**Point localization data**
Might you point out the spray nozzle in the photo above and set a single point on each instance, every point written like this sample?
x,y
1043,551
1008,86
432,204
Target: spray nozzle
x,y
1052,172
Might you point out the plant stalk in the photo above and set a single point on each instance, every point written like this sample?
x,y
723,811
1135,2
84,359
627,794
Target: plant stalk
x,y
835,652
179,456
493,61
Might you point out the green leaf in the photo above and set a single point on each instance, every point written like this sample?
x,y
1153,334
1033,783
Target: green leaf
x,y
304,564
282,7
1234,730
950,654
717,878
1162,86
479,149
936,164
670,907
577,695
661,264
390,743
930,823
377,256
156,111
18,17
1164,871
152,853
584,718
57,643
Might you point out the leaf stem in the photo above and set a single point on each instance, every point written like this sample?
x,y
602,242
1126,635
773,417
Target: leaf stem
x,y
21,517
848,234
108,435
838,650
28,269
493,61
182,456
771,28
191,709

---

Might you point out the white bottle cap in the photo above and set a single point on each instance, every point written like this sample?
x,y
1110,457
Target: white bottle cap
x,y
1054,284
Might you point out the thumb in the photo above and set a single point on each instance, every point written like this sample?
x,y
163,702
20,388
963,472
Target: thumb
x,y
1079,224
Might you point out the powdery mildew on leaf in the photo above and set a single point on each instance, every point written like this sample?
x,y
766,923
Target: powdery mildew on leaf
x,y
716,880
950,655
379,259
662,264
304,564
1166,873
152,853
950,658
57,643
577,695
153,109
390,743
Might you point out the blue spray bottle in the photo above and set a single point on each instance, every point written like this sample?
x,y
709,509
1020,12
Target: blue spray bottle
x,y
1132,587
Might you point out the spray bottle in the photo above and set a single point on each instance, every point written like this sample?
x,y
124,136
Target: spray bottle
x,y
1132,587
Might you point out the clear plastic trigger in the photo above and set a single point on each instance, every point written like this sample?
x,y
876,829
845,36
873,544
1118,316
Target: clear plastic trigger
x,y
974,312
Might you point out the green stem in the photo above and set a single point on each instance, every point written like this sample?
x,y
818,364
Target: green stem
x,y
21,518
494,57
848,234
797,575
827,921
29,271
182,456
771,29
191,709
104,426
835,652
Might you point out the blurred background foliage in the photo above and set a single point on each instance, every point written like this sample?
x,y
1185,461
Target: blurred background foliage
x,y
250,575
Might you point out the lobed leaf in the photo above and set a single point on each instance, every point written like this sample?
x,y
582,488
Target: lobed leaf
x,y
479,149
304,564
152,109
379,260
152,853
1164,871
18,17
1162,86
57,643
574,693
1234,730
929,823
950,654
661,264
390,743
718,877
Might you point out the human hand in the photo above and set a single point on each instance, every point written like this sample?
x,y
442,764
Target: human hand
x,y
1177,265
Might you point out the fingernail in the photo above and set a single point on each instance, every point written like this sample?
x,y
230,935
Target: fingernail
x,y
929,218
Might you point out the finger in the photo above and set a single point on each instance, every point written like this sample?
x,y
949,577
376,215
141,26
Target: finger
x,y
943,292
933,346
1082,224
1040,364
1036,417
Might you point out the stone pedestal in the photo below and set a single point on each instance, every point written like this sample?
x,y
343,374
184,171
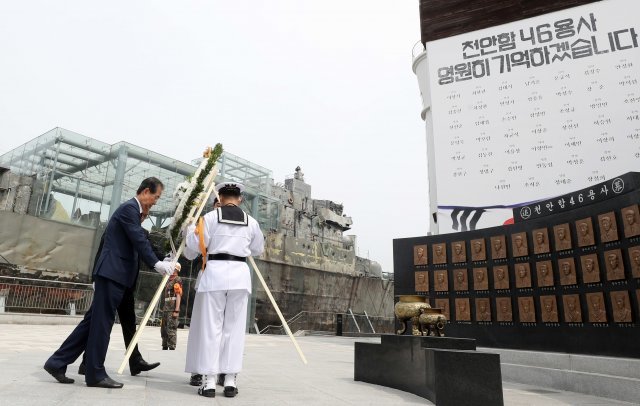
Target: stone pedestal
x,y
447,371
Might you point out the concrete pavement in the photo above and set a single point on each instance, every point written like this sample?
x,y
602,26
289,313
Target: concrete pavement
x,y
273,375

---

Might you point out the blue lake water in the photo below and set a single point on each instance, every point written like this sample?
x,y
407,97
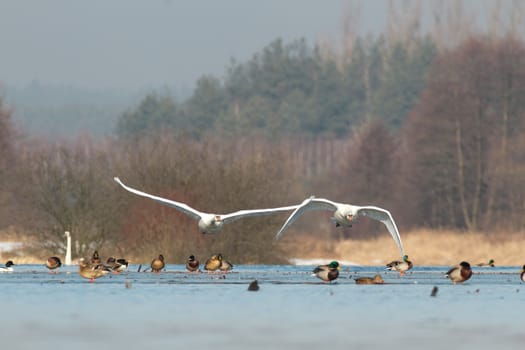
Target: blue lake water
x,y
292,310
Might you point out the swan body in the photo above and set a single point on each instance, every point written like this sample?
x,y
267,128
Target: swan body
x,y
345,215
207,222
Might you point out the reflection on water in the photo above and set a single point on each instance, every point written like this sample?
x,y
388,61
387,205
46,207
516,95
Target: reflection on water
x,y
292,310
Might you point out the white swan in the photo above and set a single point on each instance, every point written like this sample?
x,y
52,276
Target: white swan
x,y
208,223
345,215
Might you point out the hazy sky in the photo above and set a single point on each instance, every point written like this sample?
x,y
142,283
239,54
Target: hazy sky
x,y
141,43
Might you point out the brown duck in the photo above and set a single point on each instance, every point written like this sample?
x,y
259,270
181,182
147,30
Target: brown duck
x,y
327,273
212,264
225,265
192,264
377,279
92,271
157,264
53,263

**TASK**
In the entries above, identify each line that includes the string "below", then copy it.

**SOLVED PROBLEM**
Might you point out the stone pedestal in the photo below and set a single point on each instance, every point written like this sample?
Might you point out the blue lake water in the photo below and set a single point on each instance, every point written like this sample?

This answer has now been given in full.